Exercise aim:
Every line of the listing should be repeated exactly.

Provided data:
....

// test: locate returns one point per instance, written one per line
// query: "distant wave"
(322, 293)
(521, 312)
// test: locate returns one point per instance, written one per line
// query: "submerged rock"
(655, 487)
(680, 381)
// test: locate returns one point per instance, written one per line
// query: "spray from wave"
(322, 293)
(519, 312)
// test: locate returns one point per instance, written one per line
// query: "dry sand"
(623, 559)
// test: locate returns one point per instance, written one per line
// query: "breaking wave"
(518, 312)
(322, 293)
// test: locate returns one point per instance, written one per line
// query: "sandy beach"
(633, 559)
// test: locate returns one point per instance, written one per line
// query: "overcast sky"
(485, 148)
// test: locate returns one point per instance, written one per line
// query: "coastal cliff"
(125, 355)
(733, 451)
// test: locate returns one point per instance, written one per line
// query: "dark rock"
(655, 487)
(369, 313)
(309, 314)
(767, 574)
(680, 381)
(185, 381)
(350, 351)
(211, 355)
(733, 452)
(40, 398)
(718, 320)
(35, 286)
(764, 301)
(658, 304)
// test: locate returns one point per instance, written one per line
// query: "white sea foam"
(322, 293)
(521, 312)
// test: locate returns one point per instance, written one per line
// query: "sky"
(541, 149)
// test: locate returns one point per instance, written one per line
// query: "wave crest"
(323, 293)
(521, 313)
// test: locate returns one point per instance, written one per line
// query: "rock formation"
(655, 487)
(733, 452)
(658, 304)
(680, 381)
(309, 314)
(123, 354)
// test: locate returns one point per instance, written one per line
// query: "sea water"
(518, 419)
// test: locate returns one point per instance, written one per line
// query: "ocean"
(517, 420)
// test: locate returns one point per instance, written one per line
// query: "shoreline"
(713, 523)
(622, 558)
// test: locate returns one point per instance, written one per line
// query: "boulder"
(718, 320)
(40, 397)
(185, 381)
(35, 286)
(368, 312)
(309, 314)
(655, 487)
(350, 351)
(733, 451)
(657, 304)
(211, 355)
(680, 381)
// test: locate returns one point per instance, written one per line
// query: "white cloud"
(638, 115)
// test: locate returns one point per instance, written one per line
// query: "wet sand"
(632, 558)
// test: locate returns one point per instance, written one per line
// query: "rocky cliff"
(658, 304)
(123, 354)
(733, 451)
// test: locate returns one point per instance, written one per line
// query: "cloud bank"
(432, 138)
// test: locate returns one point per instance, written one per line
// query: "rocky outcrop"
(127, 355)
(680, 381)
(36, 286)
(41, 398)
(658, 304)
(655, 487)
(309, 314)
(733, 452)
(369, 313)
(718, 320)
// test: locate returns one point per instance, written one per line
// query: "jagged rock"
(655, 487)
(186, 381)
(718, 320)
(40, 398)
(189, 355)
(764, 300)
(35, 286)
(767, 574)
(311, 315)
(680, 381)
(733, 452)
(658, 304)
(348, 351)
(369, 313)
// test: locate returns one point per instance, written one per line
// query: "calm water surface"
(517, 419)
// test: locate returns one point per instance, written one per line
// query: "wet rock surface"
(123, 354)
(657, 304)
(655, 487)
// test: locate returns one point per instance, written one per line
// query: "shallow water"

....

Answer to the problem:
// test: locate returns one point per instance, written one per line
// query: "distant wave"
(322, 293)
(521, 312)
// test: locate returns one point per instance, written one per line
// query: "submerged rock"
(655, 487)
(680, 381)
// test: locate returns one point per instance, written one per line
// query: "spray from wave"
(322, 293)
(519, 312)
// test: locate returns one point per instance, written one per line
// query: "dry sand"
(623, 559)
// test: locate returns one point per instance, written one per line
// query: "breaking wave"
(518, 312)
(322, 293)
// test: locate returns one point per instance, written one per line
// query: "sandy beach"
(633, 559)
// test: locate returns one point per instance, written one per line
// query: "overcast sky"
(485, 148)
// test: locate returns one point per instance, written one per line
// query: "coastal cliff"
(125, 355)
(733, 451)
// test: locate returns one point per instance, written one per line
// query: "dark rock"
(655, 487)
(369, 313)
(309, 314)
(767, 574)
(680, 381)
(185, 381)
(350, 351)
(211, 355)
(733, 452)
(40, 398)
(718, 320)
(35, 286)
(764, 301)
(658, 304)
// test: locate returns one point per instance, written one per line
// query: "white sea foam"
(322, 293)
(521, 312)
// test: locate returns one point per instance, written one per line
// query: "sky"
(541, 149)
// test: locate returns one point per instance, written one per line
// query: "wave crest"
(323, 293)
(521, 313)
// test: locate returns one point per instance, written one per line
// query: "rock formation"
(655, 487)
(733, 452)
(658, 304)
(680, 381)
(309, 314)
(123, 354)
// test: locate returns one point per instance, written one per line
// query: "sea water"
(518, 419)
// test: locate returns one point per instance, written one per line
// query: "ocean"
(517, 420)
// test: locate returns one point per instance, written one per line
// query: "shoreline"
(713, 523)
(622, 558)
// test: locate returns one point per instance, written one per line
// query: "boulder"
(718, 320)
(40, 397)
(185, 381)
(35, 286)
(368, 312)
(309, 314)
(655, 487)
(350, 351)
(733, 451)
(657, 304)
(211, 355)
(680, 381)
// test: locate returns one point per instance, written one per line
// query: "white cloud"
(638, 115)
// test: locate returns one point per instance, written one per line
// query: "wet sand"
(632, 558)
// test: locate returns one point per instance, written one per line
// query: "rocky cliff"
(658, 304)
(123, 354)
(733, 451)
// test: locate returns one point per instance, written one per line
// query: "cloud bank"
(432, 138)
// test: locate returns one point per instance, written one per line
// query: "rocky outcrop"
(127, 355)
(680, 381)
(36, 286)
(41, 398)
(658, 304)
(655, 487)
(309, 314)
(733, 452)
(369, 313)
(718, 320)
// test: locate returns one point per instance, written one per line
// query: "jagged rock"
(655, 487)
(186, 381)
(718, 320)
(40, 398)
(189, 355)
(764, 300)
(35, 286)
(767, 574)
(311, 315)
(680, 381)
(733, 452)
(658, 304)
(348, 351)
(369, 313)
// test: locate returns one point per instance, written one per line
// query: "calm water surface"
(517, 419)
// test: locate returns one point per instance, written one per line
// query: "wet rock surface"
(123, 354)
(657, 304)
(655, 487)
// test: locate returns one point per instance, written one per line
// query: "shallow water"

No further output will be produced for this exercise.